How to complete this task.
Can you rewrite the entries from their start through the line containing "positive clicks: (510, 134)", inclusive, with "rough mask" replaced by "coarse mask" and everything else unchanged?

Segmentation mask entries:
————————

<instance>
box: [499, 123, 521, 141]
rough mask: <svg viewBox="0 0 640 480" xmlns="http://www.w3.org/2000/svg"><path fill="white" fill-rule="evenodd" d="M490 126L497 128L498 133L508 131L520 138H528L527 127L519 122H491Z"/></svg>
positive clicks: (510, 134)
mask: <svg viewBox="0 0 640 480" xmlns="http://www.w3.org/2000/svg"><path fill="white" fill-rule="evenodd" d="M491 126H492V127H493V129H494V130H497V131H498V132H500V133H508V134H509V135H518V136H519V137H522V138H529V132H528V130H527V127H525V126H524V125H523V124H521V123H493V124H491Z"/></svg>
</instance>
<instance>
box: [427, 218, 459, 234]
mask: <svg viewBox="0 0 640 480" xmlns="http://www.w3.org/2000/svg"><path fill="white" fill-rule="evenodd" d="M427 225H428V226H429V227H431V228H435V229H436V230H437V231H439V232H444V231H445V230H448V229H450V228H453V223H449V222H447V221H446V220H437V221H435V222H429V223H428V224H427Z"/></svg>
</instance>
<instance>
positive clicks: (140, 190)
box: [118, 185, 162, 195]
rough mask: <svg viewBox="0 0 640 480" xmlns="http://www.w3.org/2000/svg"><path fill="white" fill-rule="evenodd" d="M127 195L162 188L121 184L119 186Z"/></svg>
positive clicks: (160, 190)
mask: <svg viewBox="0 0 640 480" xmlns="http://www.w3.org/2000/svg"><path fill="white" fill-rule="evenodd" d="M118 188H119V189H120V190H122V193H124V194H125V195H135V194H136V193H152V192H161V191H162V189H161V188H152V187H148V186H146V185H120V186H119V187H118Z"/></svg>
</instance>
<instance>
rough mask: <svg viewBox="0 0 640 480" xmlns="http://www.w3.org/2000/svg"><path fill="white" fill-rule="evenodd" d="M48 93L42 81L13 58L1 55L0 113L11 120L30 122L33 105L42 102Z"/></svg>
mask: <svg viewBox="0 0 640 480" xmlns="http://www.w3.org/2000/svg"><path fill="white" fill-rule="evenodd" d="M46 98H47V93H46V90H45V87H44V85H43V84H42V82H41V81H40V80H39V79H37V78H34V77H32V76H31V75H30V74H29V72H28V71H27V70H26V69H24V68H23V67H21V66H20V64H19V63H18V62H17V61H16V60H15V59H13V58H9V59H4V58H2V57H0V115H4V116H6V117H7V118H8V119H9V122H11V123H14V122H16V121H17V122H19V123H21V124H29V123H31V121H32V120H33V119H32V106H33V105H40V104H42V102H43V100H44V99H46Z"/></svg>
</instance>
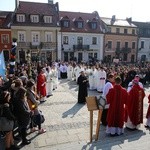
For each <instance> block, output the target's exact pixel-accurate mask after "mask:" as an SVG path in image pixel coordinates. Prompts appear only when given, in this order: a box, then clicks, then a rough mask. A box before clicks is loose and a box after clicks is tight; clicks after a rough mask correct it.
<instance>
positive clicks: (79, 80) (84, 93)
mask: <svg viewBox="0 0 150 150" xmlns="http://www.w3.org/2000/svg"><path fill="white" fill-rule="evenodd" d="M84 81H85V82H84ZM77 84H78V85H79V92H78V103H85V102H86V97H87V95H88V89H87V88H88V80H87V77H86V76H82V75H80V76H79V77H78V80H77Z"/></svg>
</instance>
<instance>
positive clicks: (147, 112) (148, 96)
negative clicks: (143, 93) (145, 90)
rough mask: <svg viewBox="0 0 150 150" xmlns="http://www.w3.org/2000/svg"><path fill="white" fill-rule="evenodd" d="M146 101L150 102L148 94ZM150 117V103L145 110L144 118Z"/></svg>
mask: <svg viewBox="0 0 150 150" xmlns="http://www.w3.org/2000/svg"><path fill="white" fill-rule="evenodd" d="M148 103H150V95H149V96H148ZM149 117H150V104H149V107H148V110H147V114H146V118H147V119H148V118H149Z"/></svg>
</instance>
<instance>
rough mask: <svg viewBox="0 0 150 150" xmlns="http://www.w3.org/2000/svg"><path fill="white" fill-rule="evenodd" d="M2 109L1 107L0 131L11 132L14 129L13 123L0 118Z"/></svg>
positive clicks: (1, 107) (0, 111)
mask: <svg viewBox="0 0 150 150" xmlns="http://www.w3.org/2000/svg"><path fill="white" fill-rule="evenodd" d="M3 108H4V106H3V105H2V106H0V110H1V111H0V131H12V130H13V127H14V121H13V120H9V119H7V118H6V117H3V116H2V115H3Z"/></svg>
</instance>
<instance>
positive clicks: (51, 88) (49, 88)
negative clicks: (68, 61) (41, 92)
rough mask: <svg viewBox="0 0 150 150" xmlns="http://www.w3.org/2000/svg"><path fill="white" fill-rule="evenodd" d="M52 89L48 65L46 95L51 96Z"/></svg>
mask: <svg viewBox="0 0 150 150" xmlns="http://www.w3.org/2000/svg"><path fill="white" fill-rule="evenodd" d="M52 91H53V81H52V71H51V68H50V67H47V68H46V92H47V96H48V97H49V96H52V95H53V94H52Z"/></svg>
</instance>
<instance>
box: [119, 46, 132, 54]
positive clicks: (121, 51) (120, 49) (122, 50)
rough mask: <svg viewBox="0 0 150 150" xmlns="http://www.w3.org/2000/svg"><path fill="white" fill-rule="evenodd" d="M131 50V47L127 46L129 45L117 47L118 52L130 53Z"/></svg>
mask: <svg viewBox="0 0 150 150" xmlns="http://www.w3.org/2000/svg"><path fill="white" fill-rule="evenodd" d="M130 52H131V48H127V47H122V48H116V54H121V53H122V54H126V53H130Z"/></svg>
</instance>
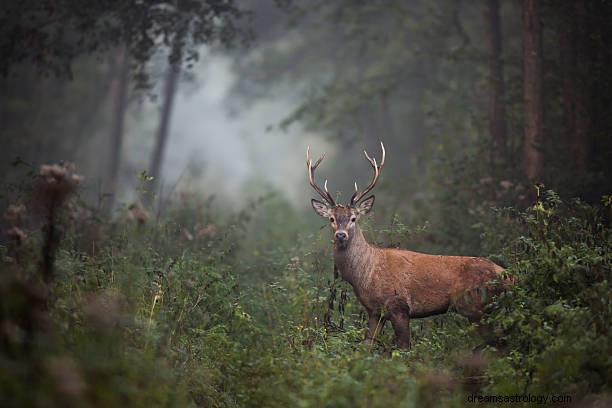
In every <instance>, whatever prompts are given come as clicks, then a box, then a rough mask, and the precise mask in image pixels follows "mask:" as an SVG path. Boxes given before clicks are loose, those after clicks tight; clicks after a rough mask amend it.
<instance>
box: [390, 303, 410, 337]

————————

Response box.
<instance>
box: [499, 123, 521, 141]
coarse mask: <svg viewBox="0 0 640 480" xmlns="http://www.w3.org/2000/svg"><path fill="white" fill-rule="evenodd" d="M490 126L497 128L498 133L508 131L520 138H528L527 127L519 122H491Z"/></svg>
positive clicks: (510, 134)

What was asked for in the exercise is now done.